+++ Okunacak Metin
15 Temmuz gecesi kanlı darbe girişiminde bulunan FETÖ’cü teröristler için Türkiye’yi devirmenin yolu, Erdoğan’ı devirmekten geçiyordu. Cunta darbesinin tüm planları Cumhurbaşkanı Erdoğan’ı etkisizleştirmek üzerine kurulmuştu. Erdoğan susturulacak, millet susturulacaktı.
Hainler Cumhurbaşkanımıza ulaşamadan Cumhurbaşkanımız milletine ulaştı ve demokrasi direnişinin fitilini ateşledi.
Evet siyasi tarihimizin en büyük demokrasi şahlanışının fitilini Erdoğan Marmaris’te ateşledi ve ortaya koyduğu liderlikle sadece cuntacı darbecilerin püskürtülmesini sağlamadı, aynı zamanda onlarca yıldır darbeler üzerinden kurgulanan uydu ülke oyununu bozdu. Erdoğan, demokrasi ile tam bağımsızlık arasındaki ilişkiyi yeniden tesis etti.
Cumhurbaşkanı Erdoğan’ın darbecilerin hava üstünlüğüne sahip olduğu bir ortamda uçağa binmesi akıl almaz bir cesaret örneğidir. Ankara’nın ve İstanbul’un semalarında darbeci pilotlar terör estirirken en korumasız ve en savunmasız şekilde uçağa binebilmek her yiğidin harcı değildir.
Erdoğan’ın darbeciler kaldığı yere ulaşamadan oradan ayrılması ve İstanbul’a kadar sağ salim gidebilmesi bana göre doğrudan Allah’ın bir lütfudur ve himayesidir.
Darbe söylentilerinin çıktığı ilk anda Muğla AK Parti teşkilatı ve Marmarisliler Cumhurbaşkanımızın kaldığı otelin önüne toplanmıştır. Bu topluluk, Erdoğan’ın çağrısına ilk uyanlardandır ve demokrasi şahlanışının ilk kahramanlarındandır.
AK Parti il başkanı Kadem Mete ve Milletvekili Nihat Öztürk o gece yaşananların canlı şahidi... Diyorlar ki, “İlk andan itibaren darbeciler havadan oteli kuşatırken, millet karadan otele canlı kalkan oluyordu, sadece AK Partililer değil sosyalistinden liberaline kadar darbeye karşı olan binlerce insan otelin kapısına yığıldılar”.
++++++
+++ Çıkarılan Veriler
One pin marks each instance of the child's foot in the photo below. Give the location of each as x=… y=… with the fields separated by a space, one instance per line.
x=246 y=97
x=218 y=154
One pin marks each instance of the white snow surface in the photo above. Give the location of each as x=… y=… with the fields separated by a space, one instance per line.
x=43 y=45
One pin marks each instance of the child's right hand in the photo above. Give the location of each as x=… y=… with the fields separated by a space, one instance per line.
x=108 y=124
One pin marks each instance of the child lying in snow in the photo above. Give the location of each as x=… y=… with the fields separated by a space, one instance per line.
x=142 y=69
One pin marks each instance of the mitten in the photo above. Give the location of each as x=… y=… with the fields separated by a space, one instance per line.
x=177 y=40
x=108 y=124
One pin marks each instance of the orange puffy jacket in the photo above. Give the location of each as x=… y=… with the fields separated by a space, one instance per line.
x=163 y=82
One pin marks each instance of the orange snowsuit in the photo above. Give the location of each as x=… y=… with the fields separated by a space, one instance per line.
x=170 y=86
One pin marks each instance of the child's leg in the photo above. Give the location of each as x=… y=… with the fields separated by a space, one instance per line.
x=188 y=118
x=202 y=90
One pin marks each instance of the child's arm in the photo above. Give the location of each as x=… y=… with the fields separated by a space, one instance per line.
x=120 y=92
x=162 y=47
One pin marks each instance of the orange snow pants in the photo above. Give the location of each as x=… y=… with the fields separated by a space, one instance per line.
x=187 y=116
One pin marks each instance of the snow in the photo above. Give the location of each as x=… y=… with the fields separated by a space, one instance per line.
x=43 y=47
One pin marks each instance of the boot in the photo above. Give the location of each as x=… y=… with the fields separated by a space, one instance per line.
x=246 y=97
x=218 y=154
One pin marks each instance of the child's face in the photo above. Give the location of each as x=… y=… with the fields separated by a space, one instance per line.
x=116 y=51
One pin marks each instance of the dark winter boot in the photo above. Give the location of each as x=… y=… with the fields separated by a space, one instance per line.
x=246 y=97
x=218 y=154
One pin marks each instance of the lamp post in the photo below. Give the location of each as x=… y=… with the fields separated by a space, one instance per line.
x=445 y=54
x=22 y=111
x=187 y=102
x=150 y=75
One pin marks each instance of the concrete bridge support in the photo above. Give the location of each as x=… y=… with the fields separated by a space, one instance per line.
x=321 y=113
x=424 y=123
++++++
+++ Çıkarılan Veriler
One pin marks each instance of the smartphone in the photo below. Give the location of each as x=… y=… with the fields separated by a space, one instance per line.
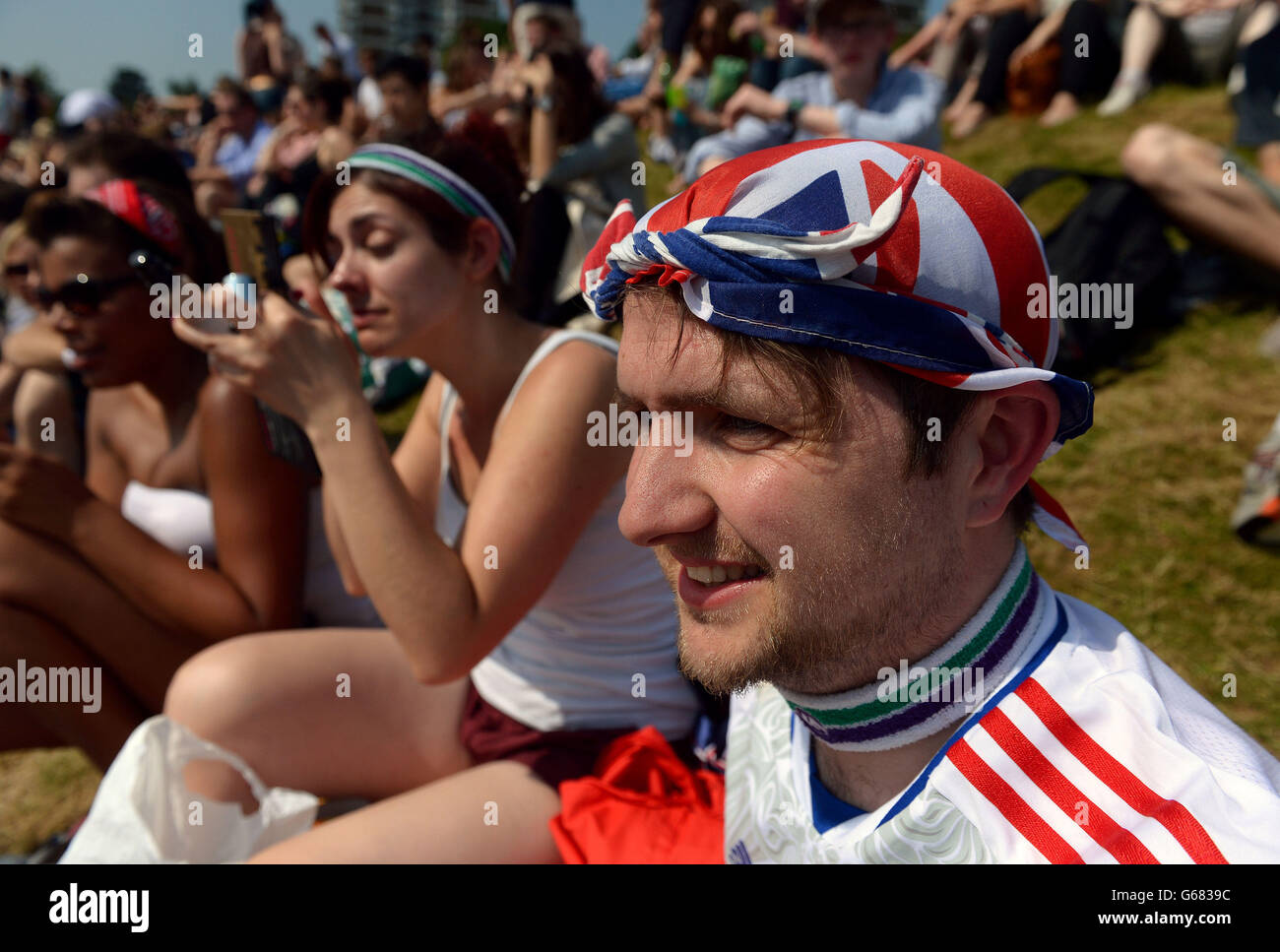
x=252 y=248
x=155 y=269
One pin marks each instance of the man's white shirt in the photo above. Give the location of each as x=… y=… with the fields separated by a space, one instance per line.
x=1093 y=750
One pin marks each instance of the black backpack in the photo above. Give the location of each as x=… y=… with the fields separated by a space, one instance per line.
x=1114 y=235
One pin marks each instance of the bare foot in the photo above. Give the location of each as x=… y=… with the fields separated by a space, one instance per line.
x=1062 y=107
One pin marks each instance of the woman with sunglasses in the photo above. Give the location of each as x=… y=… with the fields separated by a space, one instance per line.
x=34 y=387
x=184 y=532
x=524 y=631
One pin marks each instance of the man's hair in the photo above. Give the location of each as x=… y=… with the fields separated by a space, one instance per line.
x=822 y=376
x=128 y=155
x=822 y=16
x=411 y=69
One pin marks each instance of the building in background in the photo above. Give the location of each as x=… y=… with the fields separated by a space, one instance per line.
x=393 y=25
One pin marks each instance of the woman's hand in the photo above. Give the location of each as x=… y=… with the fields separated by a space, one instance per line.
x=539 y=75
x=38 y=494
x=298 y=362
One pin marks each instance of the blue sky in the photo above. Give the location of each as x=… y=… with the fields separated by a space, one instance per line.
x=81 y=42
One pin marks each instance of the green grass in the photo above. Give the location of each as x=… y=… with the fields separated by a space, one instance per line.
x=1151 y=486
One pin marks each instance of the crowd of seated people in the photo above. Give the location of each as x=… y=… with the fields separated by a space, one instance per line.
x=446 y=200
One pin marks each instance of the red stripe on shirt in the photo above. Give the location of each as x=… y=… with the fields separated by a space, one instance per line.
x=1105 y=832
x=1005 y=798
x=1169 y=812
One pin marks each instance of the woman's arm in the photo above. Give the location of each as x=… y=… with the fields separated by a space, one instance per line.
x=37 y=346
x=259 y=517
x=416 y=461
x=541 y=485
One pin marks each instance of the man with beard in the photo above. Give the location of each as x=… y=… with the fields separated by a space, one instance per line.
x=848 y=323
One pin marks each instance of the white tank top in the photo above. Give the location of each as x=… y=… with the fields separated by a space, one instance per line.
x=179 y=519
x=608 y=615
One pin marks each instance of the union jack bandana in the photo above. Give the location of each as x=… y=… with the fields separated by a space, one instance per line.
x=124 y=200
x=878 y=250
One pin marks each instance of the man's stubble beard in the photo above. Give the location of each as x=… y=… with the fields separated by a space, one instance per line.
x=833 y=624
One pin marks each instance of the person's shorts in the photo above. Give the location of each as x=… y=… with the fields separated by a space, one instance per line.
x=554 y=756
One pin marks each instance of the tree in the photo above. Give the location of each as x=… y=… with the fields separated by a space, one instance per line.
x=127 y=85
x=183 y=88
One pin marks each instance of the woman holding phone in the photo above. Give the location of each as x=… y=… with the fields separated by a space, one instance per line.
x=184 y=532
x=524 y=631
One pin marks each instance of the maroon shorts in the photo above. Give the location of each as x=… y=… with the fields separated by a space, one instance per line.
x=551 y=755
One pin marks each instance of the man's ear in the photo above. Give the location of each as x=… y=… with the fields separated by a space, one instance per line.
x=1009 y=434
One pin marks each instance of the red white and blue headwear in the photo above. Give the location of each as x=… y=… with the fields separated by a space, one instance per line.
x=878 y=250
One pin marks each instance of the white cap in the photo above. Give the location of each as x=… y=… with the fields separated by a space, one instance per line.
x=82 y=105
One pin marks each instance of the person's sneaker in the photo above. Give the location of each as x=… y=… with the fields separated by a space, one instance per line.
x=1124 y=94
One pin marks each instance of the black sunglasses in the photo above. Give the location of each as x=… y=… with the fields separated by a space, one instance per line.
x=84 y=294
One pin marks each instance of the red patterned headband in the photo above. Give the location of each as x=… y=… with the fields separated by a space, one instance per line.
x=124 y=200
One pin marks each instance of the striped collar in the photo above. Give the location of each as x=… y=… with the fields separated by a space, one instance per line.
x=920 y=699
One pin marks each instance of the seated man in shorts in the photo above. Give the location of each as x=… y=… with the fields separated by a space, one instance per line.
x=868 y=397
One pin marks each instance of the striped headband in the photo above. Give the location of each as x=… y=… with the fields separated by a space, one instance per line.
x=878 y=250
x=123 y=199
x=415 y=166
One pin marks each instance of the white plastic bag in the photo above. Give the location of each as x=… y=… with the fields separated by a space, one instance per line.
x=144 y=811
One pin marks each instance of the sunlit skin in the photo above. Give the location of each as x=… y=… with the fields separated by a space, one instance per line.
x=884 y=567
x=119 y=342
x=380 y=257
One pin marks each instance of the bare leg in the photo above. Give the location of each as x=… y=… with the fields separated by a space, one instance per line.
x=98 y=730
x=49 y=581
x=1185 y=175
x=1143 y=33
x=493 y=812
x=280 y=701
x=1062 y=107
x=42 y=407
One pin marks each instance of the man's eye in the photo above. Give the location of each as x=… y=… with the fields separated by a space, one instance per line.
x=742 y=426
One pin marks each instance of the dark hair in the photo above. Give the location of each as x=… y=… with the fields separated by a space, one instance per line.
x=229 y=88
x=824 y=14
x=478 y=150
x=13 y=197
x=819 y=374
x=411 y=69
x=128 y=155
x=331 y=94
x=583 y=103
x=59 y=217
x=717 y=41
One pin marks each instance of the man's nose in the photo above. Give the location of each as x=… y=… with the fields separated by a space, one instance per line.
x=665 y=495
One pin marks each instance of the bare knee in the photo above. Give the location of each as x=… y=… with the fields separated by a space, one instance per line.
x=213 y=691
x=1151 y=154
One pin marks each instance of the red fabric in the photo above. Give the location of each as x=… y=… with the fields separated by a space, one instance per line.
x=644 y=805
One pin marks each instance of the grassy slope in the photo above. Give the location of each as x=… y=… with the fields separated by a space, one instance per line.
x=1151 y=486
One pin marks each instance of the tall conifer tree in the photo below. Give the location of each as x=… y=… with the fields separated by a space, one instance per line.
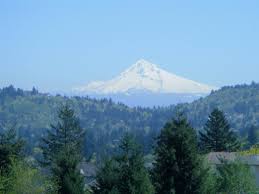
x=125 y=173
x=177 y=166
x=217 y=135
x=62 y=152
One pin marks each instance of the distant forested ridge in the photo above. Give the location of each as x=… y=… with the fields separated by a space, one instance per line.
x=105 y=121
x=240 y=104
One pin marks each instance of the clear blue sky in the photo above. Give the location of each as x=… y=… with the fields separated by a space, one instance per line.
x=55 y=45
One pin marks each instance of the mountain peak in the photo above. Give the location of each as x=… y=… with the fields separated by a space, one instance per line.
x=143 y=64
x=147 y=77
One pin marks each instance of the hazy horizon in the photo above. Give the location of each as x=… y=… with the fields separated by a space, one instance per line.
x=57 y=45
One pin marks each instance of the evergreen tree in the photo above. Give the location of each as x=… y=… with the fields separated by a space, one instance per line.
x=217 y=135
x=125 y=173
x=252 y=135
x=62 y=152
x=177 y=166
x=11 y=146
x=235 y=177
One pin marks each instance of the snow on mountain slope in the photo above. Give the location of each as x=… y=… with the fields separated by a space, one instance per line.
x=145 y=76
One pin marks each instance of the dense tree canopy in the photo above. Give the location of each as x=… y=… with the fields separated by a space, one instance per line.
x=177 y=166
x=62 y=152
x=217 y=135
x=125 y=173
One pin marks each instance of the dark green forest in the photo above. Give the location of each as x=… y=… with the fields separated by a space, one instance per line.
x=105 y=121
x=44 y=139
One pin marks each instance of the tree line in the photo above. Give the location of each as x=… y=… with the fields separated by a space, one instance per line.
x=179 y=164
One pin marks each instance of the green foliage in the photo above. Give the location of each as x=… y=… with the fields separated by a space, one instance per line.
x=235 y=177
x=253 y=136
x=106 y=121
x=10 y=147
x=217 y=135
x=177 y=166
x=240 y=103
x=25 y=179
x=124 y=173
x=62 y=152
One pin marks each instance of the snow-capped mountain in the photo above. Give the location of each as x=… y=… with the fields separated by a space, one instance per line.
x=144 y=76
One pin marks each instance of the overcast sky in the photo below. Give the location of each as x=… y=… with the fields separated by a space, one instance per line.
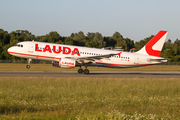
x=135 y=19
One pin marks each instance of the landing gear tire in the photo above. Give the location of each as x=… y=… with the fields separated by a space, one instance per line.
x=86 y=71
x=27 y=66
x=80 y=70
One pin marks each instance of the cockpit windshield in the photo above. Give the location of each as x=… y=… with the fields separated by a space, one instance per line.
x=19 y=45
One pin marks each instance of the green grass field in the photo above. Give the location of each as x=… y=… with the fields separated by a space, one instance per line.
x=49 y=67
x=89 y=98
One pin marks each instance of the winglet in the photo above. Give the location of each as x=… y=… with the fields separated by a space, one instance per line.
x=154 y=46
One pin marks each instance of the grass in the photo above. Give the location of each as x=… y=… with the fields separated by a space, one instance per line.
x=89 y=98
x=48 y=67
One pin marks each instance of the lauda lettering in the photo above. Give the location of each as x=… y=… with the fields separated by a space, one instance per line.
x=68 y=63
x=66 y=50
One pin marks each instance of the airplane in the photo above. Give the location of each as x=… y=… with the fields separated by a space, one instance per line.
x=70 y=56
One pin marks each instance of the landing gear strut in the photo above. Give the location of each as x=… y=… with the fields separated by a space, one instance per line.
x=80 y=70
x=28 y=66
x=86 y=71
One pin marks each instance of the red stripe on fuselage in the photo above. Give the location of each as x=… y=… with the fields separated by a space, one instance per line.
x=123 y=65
++++++
## Talepler:
1) 15 Temmuz darbe girişimini anlatan metni iki cümleyle özetleyiniz.
2) 15 Temmuz darbe girişimini anlatan metinde geçen ülke, il ve ilçe adlarının tamamını sıralayınız.
3) 15 Temmuz darbe girişimini anlatan metnin, son cümlesinden sonra gelecek devamını yazınız.
Öğelere bu çalışmada ihtiyaç duyulmamaktadır.

## Görevlere Göre Yanıtlar:
1) 15 Temmuz gecesi darbe girişiminde bulunan FETÖ’cülerin planları Cumhurbaşkanı Erdoğan’ı etkisizleştirmeye dayanıyordu; ancak Erdoğan, darbeciler kendisine ulaşamadan Marmaris’ten milletine ulaşarak demokrasi direnişini başlattı ve darbecilerin hava üstünlüğüne sahip olduğu bir ortamda uçağa binerek İstanbul’a sağ salim gitti. Darbe söylentileri çıkar çıkmaz Muğla AK Parti teşkilatı ve Marmarisliler, darbeye karşı olan binlerce kişiyle birlikte Erdoğan’ın kaldığı otelin önünde toplandı.

2) Türkiye, Marmaris, Ankara, İstanbul, Muğla

3)
O gece orada iki polis kardeşimiz şehit oldu. Biri Cumhurbaşkanlığı korumada görev yapan Mehmet Çetin, diğeri Marmaris emniyetinde görevli olan Cengiz Eker. Hain darbecilerin yaylım ateşiyle şehit olan bu iki polisimiz kelimenin tam anlamıyla ‘kahraman’dır. FETÖ’cü teröristlerin havadan karadan saldırılarına karşı Başkomutanı korumak için hiç tereddüt göstermediler, hainlere eyvallah etmediler ve kendilerine verilen koruma görevini layıkıyla yaptılar. Cumhurbaşkanlığı korumaları en kritik anda fire vermeden görevini yapmıştır.
Güvenlik güçleri içinde cuntacıların kalkışmasına karşı ilk andan itibaren ‘bu ihanettir, terördür, satılmışlıktır, devlete-millete savaş açmaktır’ diye net tavır takınarak yaklaşan unsurlara ‘düşman kuvvet’ muammelesi yapanlar bu mücadelenin asıl kahramanlarıdır. Darbeci komutanı şek şüphe etmeden alnından vuran Ömer Halisdemir’in yaptığı da budur, köprüdeki hainlere karşı amansız mücadele yürüten Emniyet Müdürü Mustafa Çalışkan’ın yaptığı da budur. Şehit olan kahramanlarımıza da, yaşayan kahramanlarımıza da bu millet minnettardır.
O gece Cumhurbaşkanımız büyük risklerle helikoptere binerek yola çıkarken sahil güvenlik botlarının, deniz ve hava güçlerinin koruması altında bir yolculuk yapmadı, Allah’ın himayesiyle İstanbul’a vardı.
Aziz milleti ve korumaları Cumhurbaşkanımıza vücudunu siper etmiştir, ancak başkomutanı koruma görevinde her unsur ihtiyaç olduğunda gerekeni yapmalı ve her türlü terör saldırısını püskürtmek için aktif mücadelenin içinde olmalıdır.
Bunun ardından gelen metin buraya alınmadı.